Amy: ethical web principles, privacy principles are our way of having opinions on this

Hadley: referring back to these as authoritive documents is helpful

Tess: what differentiates w3c from other standards bodies? There are many SDOs which are value neutral places where companies can show up and hand them money and get specifications out. There's no vetting of what kind of work happens or holding it to any standards. W3C is not that place. It has never been value neutral, we're getting better at expressing those values. It's not a place without scope. In this case,it's in scope, but not within our values align

Martin: disagreements - do we have to resolve, or can we accept it? In this case we can say we don't have to worry about this - the fight can continue, but outside of w3c

Hadley: the progression of these reviews has been frustrating. Practically what can we do?

Tess: risk of losing wider interaction with google...

### Problem 1
Please rewrite the stretch of the listing from "Could you put a marker on each instance of the ground" through "Target: blurred background", swapping "put a marker on" for "place a dot on" and leaving everything else as it is.

### Records provided
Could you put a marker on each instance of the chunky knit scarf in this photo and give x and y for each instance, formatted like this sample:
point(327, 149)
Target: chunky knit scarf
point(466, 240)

--

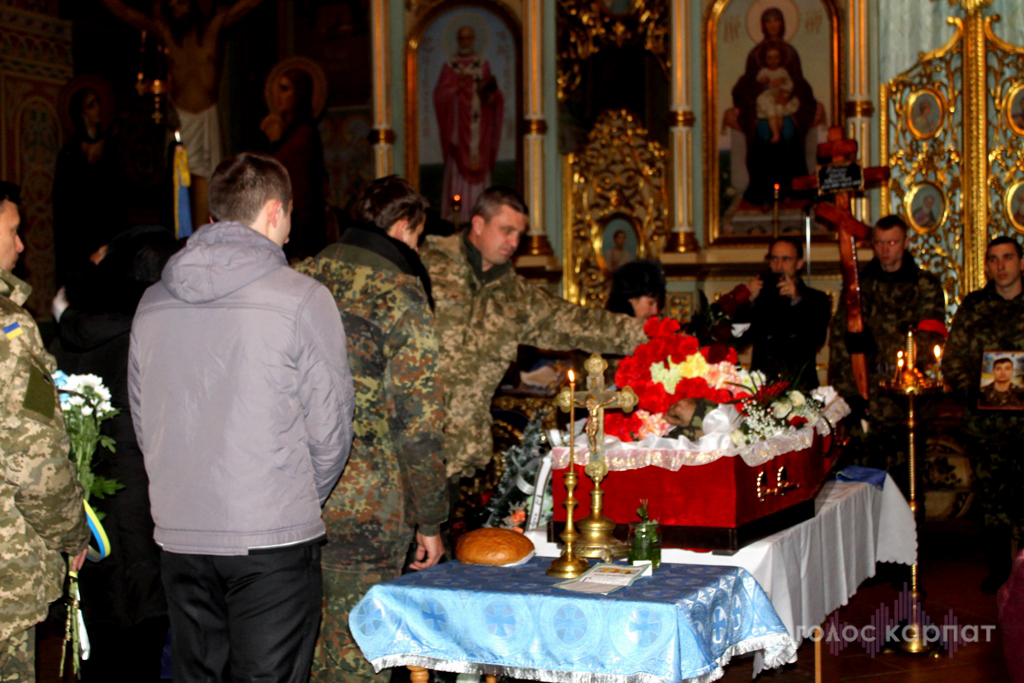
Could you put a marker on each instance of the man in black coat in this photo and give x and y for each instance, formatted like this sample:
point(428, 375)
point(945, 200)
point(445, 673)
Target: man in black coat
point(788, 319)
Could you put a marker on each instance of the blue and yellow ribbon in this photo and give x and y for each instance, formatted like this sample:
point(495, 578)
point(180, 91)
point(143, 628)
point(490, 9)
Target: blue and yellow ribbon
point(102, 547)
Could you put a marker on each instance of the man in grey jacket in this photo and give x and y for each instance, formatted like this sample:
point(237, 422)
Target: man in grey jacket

...

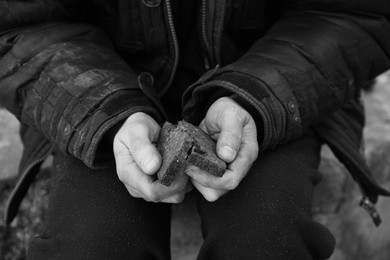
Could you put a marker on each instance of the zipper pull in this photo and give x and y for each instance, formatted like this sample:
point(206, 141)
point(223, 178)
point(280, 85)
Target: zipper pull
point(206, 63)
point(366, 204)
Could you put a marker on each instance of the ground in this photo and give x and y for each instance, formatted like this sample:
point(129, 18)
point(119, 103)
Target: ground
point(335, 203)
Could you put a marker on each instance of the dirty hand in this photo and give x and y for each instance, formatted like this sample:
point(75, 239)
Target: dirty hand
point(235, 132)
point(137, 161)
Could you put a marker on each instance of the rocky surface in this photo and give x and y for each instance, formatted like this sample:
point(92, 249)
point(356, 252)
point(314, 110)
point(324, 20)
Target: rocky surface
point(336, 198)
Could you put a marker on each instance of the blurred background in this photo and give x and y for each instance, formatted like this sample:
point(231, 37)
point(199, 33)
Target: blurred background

### Problem 2
According to the meeting notes, what does Tess say W3C has never been?

### Full output 1
Could you place a dot on each instance of the ground in this photo and give x and y for each instance, formatted like this sample:
point(129, 18)
point(119, 103)
Target: ground
point(335, 203)
Could you place a dot on each instance of the dirty hand in this photo and give x and y for each instance, formatted like this sample:
point(75, 239)
Target: dirty hand
point(235, 132)
point(137, 161)
Could you place a dot on each instance of the rocky surface in this photo and give x and y for each instance, formatted like this sample:
point(92, 249)
point(356, 252)
point(314, 110)
point(324, 20)
Target: rocky surface
point(336, 198)
Could you place a dot on each instance of the blurred background in this photo and give x and y for each instance, formatted like this sample:
point(231, 37)
point(199, 33)
Target: blurred background

### Full output 2
Value neutral.